Data records Start Marker
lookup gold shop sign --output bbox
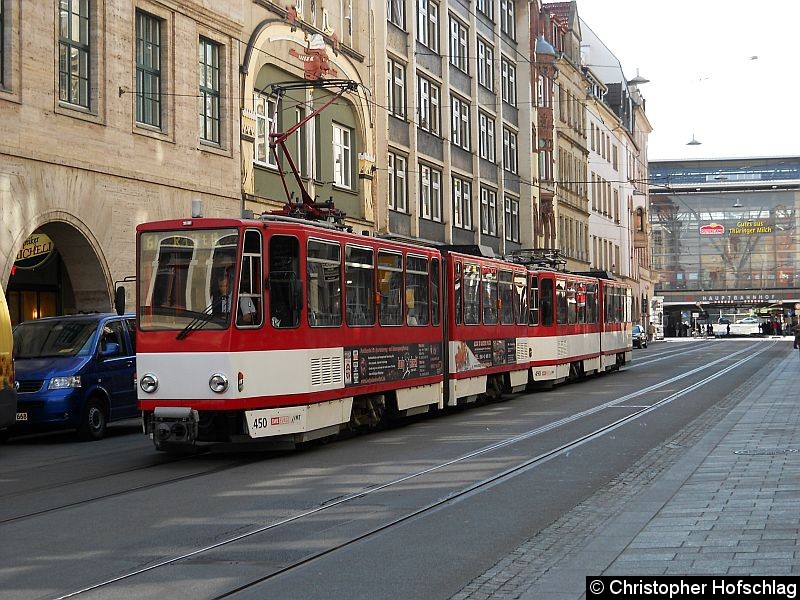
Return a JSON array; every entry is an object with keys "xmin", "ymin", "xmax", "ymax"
[{"xmin": 730, "ymin": 221, "xmax": 773, "ymax": 235}]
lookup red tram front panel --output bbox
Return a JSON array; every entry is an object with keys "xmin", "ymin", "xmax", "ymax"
[{"xmin": 136, "ymin": 217, "xmax": 443, "ymax": 448}]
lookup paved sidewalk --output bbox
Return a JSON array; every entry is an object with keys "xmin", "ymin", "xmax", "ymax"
[{"xmin": 457, "ymin": 347, "xmax": 800, "ymax": 599}]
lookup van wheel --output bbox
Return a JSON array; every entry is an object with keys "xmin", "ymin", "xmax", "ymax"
[{"xmin": 77, "ymin": 398, "xmax": 107, "ymax": 441}]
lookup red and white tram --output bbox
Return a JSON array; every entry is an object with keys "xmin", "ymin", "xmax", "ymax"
[{"xmin": 135, "ymin": 215, "xmax": 632, "ymax": 452}]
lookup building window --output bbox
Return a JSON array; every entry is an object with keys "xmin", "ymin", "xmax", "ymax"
[
  {"xmin": 135, "ymin": 10, "xmax": 161, "ymax": 128},
  {"xmin": 388, "ymin": 0, "xmax": 404, "ymax": 29},
  {"xmin": 199, "ymin": 37, "xmax": 220, "ymax": 144},
  {"xmin": 499, "ymin": 0, "xmax": 514, "ymax": 38},
  {"xmin": 502, "ymin": 127, "xmax": 517, "ymax": 174},
  {"xmin": 332, "ymin": 122, "xmax": 353, "ymax": 189},
  {"xmin": 417, "ymin": 0, "xmax": 438, "ymax": 52},
  {"xmin": 501, "ymin": 58, "xmax": 516, "ymax": 106},
  {"xmin": 386, "ymin": 57, "xmax": 406, "ymax": 119},
  {"xmin": 451, "ymin": 94, "xmax": 470, "ymax": 151},
  {"xmin": 449, "ymin": 16, "xmax": 468, "ymax": 73},
  {"xmin": 58, "ymin": 0, "xmax": 90, "ymax": 108},
  {"xmin": 480, "ymin": 187, "xmax": 497, "ymax": 236},
  {"xmin": 477, "ymin": 37, "xmax": 493, "ymax": 90},
  {"xmin": 476, "ymin": 0, "xmax": 493, "ymax": 21},
  {"xmin": 504, "ymin": 196, "xmax": 519, "ymax": 242},
  {"xmin": 292, "ymin": 105, "xmax": 313, "ymax": 178},
  {"xmin": 478, "ymin": 112, "xmax": 495, "ymax": 161},
  {"xmin": 417, "ymin": 74, "xmax": 440, "ymax": 134},
  {"xmin": 254, "ymin": 94, "xmax": 278, "ymax": 168},
  {"xmin": 388, "ymin": 151, "xmax": 407, "ymax": 212},
  {"xmin": 420, "ymin": 163, "xmax": 442, "ymax": 222},
  {"xmin": 452, "ymin": 175, "xmax": 472, "ymax": 229}
]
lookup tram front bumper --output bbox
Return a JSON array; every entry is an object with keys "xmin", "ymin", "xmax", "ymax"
[{"xmin": 150, "ymin": 407, "xmax": 199, "ymax": 449}]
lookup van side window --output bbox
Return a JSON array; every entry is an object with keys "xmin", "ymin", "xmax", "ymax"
[
  {"xmin": 124, "ymin": 318, "xmax": 136, "ymax": 354},
  {"xmin": 101, "ymin": 321, "xmax": 126, "ymax": 357}
]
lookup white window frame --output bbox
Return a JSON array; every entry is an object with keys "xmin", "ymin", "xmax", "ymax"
[
  {"xmin": 386, "ymin": 57, "xmax": 406, "ymax": 118},
  {"xmin": 452, "ymin": 175, "xmax": 472, "ymax": 229},
  {"xmin": 254, "ymin": 94, "xmax": 278, "ymax": 168},
  {"xmin": 451, "ymin": 94, "xmax": 470, "ymax": 151},
  {"xmin": 476, "ymin": 0, "xmax": 493, "ymax": 21},
  {"xmin": 388, "ymin": 151, "xmax": 408, "ymax": 212},
  {"xmin": 504, "ymin": 196, "xmax": 519, "ymax": 242},
  {"xmin": 449, "ymin": 16, "xmax": 468, "ymax": 73},
  {"xmin": 417, "ymin": 0, "xmax": 439, "ymax": 52},
  {"xmin": 477, "ymin": 37, "xmax": 493, "ymax": 90},
  {"xmin": 420, "ymin": 163, "xmax": 442, "ymax": 222},
  {"xmin": 500, "ymin": 0, "xmax": 514, "ymax": 38},
  {"xmin": 502, "ymin": 127, "xmax": 518, "ymax": 174},
  {"xmin": 417, "ymin": 74, "xmax": 440, "ymax": 134},
  {"xmin": 480, "ymin": 187, "xmax": 497, "ymax": 236},
  {"xmin": 478, "ymin": 111, "xmax": 495, "ymax": 161},
  {"xmin": 388, "ymin": 0, "xmax": 404, "ymax": 28},
  {"xmin": 332, "ymin": 122, "xmax": 353, "ymax": 189},
  {"xmin": 501, "ymin": 58, "xmax": 516, "ymax": 106}
]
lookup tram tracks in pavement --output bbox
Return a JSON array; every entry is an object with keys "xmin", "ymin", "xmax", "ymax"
[
  {"xmin": 0, "ymin": 453, "xmax": 269, "ymax": 525},
  {"xmin": 1, "ymin": 340, "xmax": 746, "ymax": 525},
  {"xmin": 55, "ymin": 341, "xmax": 775, "ymax": 599}
]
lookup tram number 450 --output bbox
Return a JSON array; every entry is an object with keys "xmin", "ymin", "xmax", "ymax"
[{"xmin": 251, "ymin": 414, "xmax": 302, "ymax": 429}]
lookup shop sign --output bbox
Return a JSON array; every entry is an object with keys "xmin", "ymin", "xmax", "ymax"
[
  {"xmin": 15, "ymin": 233, "xmax": 54, "ymax": 270},
  {"xmin": 699, "ymin": 223, "xmax": 725, "ymax": 235},
  {"xmin": 730, "ymin": 220, "xmax": 773, "ymax": 235}
]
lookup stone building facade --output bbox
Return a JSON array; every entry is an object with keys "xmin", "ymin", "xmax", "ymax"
[{"xmin": 1, "ymin": 1, "xmax": 243, "ymax": 323}]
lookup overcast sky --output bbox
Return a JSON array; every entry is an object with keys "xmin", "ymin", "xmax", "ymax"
[{"xmin": 574, "ymin": 0, "xmax": 798, "ymax": 161}]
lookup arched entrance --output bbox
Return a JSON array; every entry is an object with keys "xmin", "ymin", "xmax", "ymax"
[{"xmin": 7, "ymin": 221, "xmax": 112, "ymax": 325}]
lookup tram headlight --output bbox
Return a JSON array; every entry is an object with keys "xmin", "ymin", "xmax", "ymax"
[
  {"xmin": 209, "ymin": 373, "xmax": 229, "ymax": 393},
  {"xmin": 140, "ymin": 373, "xmax": 159, "ymax": 394}
]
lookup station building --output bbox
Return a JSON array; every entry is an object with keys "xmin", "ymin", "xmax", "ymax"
[{"xmin": 649, "ymin": 157, "xmax": 800, "ymax": 336}]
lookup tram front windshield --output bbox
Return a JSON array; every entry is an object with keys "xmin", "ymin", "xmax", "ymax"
[{"xmin": 138, "ymin": 229, "xmax": 240, "ymax": 331}]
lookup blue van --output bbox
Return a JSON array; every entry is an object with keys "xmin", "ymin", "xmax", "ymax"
[{"xmin": 11, "ymin": 313, "xmax": 137, "ymax": 441}]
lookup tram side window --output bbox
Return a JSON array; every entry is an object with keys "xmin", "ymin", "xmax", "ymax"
[
  {"xmin": 527, "ymin": 275, "xmax": 538, "ymax": 325},
  {"xmin": 576, "ymin": 283, "xmax": 586, "ymax": 324},
  {"xmin": 556, "ymin": 279, "xmax": 568, "ymax": 325},
  {"xmin": 378, "ymin": 251, "xmax": 403, "ymax": 326},
  {"xmin": 454, "ymin": 261, "xmax": 463, "ymax": 325},
  {"xmin": 515, "ymin": 272, "xmax": 528, "ymax": 325},
  {"xmin": 406, "ymin": 255, "xmax": 429, "ymax": 326},
  {"xmin": 345, "ymin": 245, "xmax": 375, "ymax": 326},
  {"xmin": 268, "ymin": 236, "xmax": 301, "ymax": 328},
  {"xmin": 540, "ymin": 278, "xmax": 554, "ymax": 326},
  {"xmin": 499, "ymin": 270, "xmax": 515, "ymax": 325},
  {"xmin": 237, "ymin": 230, "xmax": 263, "ymax": 327},
  {"xmin": 566, "ymin": 280, "xmax": 577, "ymax": 325},
  {"xmin": 585, "ymin": 283, "xmax": 597, "ymax": 324},
  {"xmin": 307, "ymin": 240, "xmax": 342, "ymax": 327},
  {"xmin": 483, "ymin": 268, "xmax": 498, "ymax": 325},
  {"xmin": 463, "ymin": 263, "xmax": 481, "ymax": 325},
  {"xmin": 431, "ymin": 258, "xmax": 441, "ymax": 326}
]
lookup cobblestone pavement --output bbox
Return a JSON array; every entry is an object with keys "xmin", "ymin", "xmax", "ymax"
[{"xmin": 453, "ymin": 345, "xmax": 800, "ymax": 600}]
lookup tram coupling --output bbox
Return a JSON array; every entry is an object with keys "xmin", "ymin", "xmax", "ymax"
[{"xmin": 148, "ymin": 407, "xmax": 199, "ymax": 451}]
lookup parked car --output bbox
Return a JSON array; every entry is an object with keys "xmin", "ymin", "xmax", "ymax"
[
  {"xmin": 0, "ymin": 286, "xmax": 16, "ymax": 438},
  {"xmin": 10, "ymin": 313, "xmax": 137, "ymax": 441},
  {"xmin": 632, "ymin": 324, "xmax": 648, "ymax": 348},
  {"xmin": 735, "ymin": 317, "xmax": 759, "ymax": 324}
]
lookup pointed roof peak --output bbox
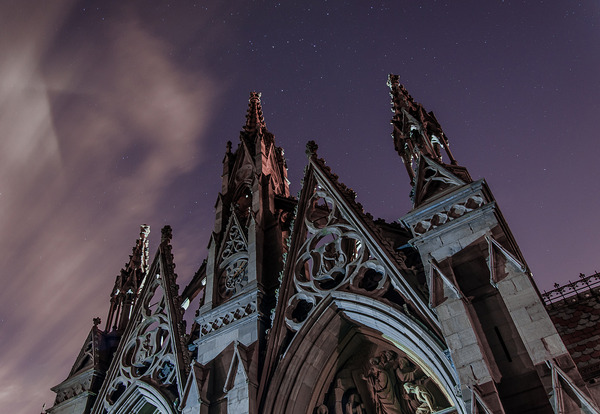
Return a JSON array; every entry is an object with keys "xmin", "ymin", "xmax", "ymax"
[
  {"xmin": 106, "ymin": 225, "xmax": 151, "ymax": 331},
  {"xmin": 387, "ymin": 74, "xmax": 458, "ymax": 186},
  {"xmin": 387, "ymin": 74, "xmax": 414, "ymax": 110},
  {"xmin": 305, "ymin": 140, "xmax": 319, "ymax": 158},
  {"xmin": 161, "ymin": 224, "xmax": 173, "ymax": 244},
  {"xmin": 120, "ymin": 224, "xmax": 151, "ymax": 277},
  {"xmin": 243, "ymin": 91, "xmax": 267, "ymax": 136}
]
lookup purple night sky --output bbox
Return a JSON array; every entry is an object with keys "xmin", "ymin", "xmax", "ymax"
[{"xmin": 1, "ymin": 1, "xmax": 598, "ymax": 412}]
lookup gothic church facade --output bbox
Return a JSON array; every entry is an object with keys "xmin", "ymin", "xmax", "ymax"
[{"xmin": 47, "ymin": 76, "xmax": 600, "ymax": 413}]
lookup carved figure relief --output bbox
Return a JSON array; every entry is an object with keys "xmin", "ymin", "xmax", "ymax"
[
  {"xmin": 363, "ymin": 356, "xmax": 406, "ymax": 413},
  {"xmin": 285, "ymin": 187, "xmax": 388, "ymax": 331},
  {"xmin": 316, "ymin": 347, "xmax": 452, "ymax": 414},
  {"xmin": 403, "ymin": 383, "xmax": 436, "ymax": 414}
]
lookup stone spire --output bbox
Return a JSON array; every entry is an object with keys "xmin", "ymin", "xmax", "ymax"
[
  {"xmin": 388, "ymin": 74, "xmax": 457, "ymax": 184},
  {"xmin": 105, "ymin": 224, "xmax": 150, "ymax": 332},
  {"xmin": 242, "ymin": 91, "xmax": 267, "ymax": 137},
  {"xmin": 238, "ymin": 91, "xmax": 277, "ymax": 156}
]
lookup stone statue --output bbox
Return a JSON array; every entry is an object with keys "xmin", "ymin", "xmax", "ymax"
[
  {"xmin": 393, "ymin": 354, "xmax": 424, "ymax": 383},
  {"xmin": 345, "ymin": 393, "xmax": 365, "ymax": 414},
  {"xmin": 403, "ymin": 382, "xmax": 436, "ymax": 414},
  {"xmin": 363, "ymin": 357, "xmax": 405, "ymax": 414},
  {"xmin": 315, "ymin": 404, "xmax": 329, "ymax": 414},
  {"xmin": 361, "ymin": 350, "xmax": 440, "ymax": 414}
]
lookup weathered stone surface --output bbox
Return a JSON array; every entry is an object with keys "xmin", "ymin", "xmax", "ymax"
[{"xmin": 47, "ymin": 85, "xmax": 600, "ymax": 414}]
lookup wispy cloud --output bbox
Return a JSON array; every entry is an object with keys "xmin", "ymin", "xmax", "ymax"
[{"xmin": 0, "ymin": 2, "xmax": 220, "ymax": 412}]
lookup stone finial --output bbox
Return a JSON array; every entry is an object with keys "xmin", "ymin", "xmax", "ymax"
[
  {"xmin": 388, "ymin": 74, "xmax": 458, "ymax": 185},
  {"xmin": 243, "ymin": 92, "xmax": 266, "ymax": 135},
  {"xmin": 93, "ymin": 317, "xmax": 101, "ymax": 326},
  {"xmin": 226, "ymin": 140, "xmax": 232, "ymax": 154},
  {"xmin": 140, "ymin": 224, "xmax": 150, "ymax": 240},
  {"xmin": 305, "ymin": 140, "xmax": 319, "ymax": 158}
]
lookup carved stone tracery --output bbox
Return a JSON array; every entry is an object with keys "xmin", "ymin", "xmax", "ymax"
[
  {"xmin": 221, "ymin": 220, "xmax": 247, "ymax": 261},
  {"xmin": 218, "ymin": 214, "xmax": 250, "ymax": 300},
  {"xmin": 104, "ymin": 273, "xmax": 178, "ymax": 411},
  {"xmin": 285, "ymin": 188, "xmax": 388, "ymax": 331}
]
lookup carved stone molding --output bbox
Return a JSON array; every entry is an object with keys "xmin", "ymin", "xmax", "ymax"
[
  {"xmin": 412, "ymin": 194, "xmax": 484, "ymax": 236},
  {"xmin": 196, "ymin": 291, "xmax": 258, "ymax": 338},
  {"xmin": 199, "ymin": 301, "xmax": 257, "ymax": 337},
  {"xmin": 54, "ymin": 374, "xmax": 94, "ymax": 404}
]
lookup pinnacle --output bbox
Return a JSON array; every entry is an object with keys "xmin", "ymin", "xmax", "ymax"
[
  {"xmin": 243, "ymin": 91, "xmax": 266, "ymax": 136},
  {"xmin": 140, "ymin": 224, "xmax": 150, "ymax": 240},
  {"xmin": 161, "ymin": 225, "xmax": 173, "ymax": 244},
  {"xmin": 305, "ymin": 140, "xmax": 319, "ymax": 158},
  {"xmin": 107, "ymin": 226, "xmax": 152, "ymax": 331},
  {"xmin": 387, "ymin": 75, "xmax": 458, "ymax": 185},
  {"xmin": 388, "ymin": 74, "xmax": 416, "ymax": 118}
]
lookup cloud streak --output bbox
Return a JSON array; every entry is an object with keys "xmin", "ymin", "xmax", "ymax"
[{"xmin": 0, "ymin": 2, "xmax": 220, "ymax": 412}]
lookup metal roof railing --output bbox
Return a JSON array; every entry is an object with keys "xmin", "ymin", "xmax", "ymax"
[{"xmin": 542, "ymin": 271, "xmax": 600, "ymax": 308}]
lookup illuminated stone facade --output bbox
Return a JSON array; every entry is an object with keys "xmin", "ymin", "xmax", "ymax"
[{"xmin": 47, "ymin": 79, "xmax": 600, "ymax": 413}]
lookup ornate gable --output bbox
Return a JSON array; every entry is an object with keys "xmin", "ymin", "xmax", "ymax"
[
  {"xmin": 48, "ymin": 319, "xmax": 109, "ymax": 413},
  {"xmin": 261, "ymin": 143, "xmax": 445, "ymax": 408},
  {"xmin": 412, "ymin": 155, "xmax": 467, "ymax": 208},
  {"xmin": 280, "ymin": 142, "xmax": 435, "ymax": 333},
  {"xmin": 92, "ymin": 226, "xmax": 189, "ymax": 414},
  {"xmin": 68, "ymin": 321, "xmax": 104, "ymax": 377}
]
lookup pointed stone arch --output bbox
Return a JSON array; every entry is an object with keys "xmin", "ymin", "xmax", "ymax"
[
  {"xmin": 262, "ymin": 291, "xmax": 466, "ymax": 414},
  {"xmin": 109, "ymin": 380, "xmax": 176, "ymax": 414}
]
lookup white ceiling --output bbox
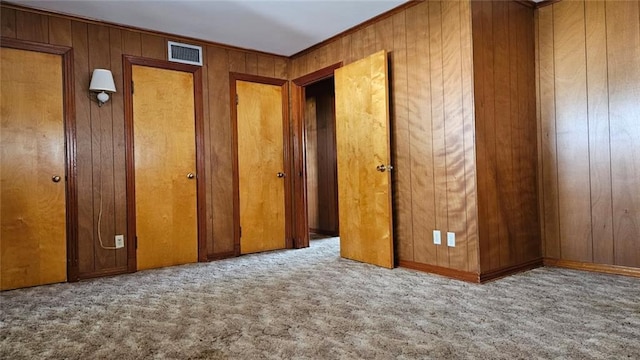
Data records End Marker
Aim of the exercise:
What is the number of lines in the records holding "window"? Give the number alone.

Solution for this exercise:
4